===== Supplied data
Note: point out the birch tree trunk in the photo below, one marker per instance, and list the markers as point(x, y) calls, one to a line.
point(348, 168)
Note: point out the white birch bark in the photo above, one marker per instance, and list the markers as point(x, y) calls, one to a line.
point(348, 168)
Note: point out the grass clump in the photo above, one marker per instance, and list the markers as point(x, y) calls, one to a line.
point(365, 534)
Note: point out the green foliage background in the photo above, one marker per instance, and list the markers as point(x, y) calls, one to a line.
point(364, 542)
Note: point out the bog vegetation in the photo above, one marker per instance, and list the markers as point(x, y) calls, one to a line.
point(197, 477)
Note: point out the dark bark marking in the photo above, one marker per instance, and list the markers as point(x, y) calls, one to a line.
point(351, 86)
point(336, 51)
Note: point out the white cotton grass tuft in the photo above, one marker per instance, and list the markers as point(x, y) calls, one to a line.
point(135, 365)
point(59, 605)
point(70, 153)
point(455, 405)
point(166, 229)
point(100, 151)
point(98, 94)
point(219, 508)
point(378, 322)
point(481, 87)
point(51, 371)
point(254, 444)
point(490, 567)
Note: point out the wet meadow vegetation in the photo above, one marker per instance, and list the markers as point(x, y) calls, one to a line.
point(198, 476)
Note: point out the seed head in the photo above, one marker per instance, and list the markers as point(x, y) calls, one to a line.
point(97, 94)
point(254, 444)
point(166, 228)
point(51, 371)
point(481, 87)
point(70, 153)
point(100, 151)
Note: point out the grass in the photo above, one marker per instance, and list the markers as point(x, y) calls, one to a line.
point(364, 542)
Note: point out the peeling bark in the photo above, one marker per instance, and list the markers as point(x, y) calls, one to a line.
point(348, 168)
==========
===== Supplied data
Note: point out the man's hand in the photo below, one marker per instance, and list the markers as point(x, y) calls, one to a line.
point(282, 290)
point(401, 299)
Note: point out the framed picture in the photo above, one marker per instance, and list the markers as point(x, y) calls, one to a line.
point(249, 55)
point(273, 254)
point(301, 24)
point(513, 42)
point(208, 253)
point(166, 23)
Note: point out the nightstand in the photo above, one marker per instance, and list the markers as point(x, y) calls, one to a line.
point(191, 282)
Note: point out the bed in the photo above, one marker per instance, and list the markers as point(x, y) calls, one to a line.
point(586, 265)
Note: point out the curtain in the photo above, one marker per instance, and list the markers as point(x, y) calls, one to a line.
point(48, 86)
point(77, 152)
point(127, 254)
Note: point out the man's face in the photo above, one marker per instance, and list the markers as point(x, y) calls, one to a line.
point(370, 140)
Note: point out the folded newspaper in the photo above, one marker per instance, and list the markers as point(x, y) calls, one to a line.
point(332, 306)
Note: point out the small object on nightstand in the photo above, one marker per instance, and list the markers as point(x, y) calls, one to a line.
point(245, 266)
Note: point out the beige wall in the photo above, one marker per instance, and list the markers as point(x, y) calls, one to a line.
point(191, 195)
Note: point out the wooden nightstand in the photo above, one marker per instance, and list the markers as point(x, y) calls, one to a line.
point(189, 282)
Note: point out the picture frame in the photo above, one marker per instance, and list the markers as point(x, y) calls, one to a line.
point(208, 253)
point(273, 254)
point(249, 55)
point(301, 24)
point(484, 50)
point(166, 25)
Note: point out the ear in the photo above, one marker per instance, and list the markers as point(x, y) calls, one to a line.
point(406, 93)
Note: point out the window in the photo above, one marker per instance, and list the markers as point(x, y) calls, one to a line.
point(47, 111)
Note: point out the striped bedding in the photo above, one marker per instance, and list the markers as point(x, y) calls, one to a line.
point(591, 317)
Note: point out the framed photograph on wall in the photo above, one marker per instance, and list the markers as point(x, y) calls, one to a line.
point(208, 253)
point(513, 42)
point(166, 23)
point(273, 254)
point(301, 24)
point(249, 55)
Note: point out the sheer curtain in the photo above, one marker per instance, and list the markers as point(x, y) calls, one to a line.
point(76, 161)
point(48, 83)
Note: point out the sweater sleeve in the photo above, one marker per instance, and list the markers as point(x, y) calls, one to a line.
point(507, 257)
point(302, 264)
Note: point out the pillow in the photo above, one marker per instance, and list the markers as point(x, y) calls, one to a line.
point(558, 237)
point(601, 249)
==========
===== Supplied data
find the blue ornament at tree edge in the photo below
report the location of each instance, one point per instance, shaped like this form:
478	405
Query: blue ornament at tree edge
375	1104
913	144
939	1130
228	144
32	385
==========
__Requirement__.
Render the rows as a Markdown table with the columns No. and Line. Start at the line containing "Note: point out the nightstand" and continue through the line containing "point(370, 140)", numbering each line and leaving out any blank ones.

__Response__.
| No. | Line |
|---|---|
| 1 | Note: point out the nightstand in the photo above, one marker per instance, and list the markers as point(x, y) calls, one to a line. |
| 2 | point(191, 282) |
| 3 | Note: point out the bed in the photo above, one marker per instance, and list the markers as point(x, y) calls, one to a line. |
| 4 | point(586, 265) |
| 5 | Note: point out the curtain in the photo above, one marker per instance, and list the markers as point(x, y) calls, one to a line. |
| 6 | point(48, 86) |
| 7 | point(77, 152) |
| 8 | point(127, 254) |
| 9 | Note: point out the man's face in the photo above, one marker per instance, and list the markers as point(x, y) calls, one to a line. |
| 10 | point(370, 140) |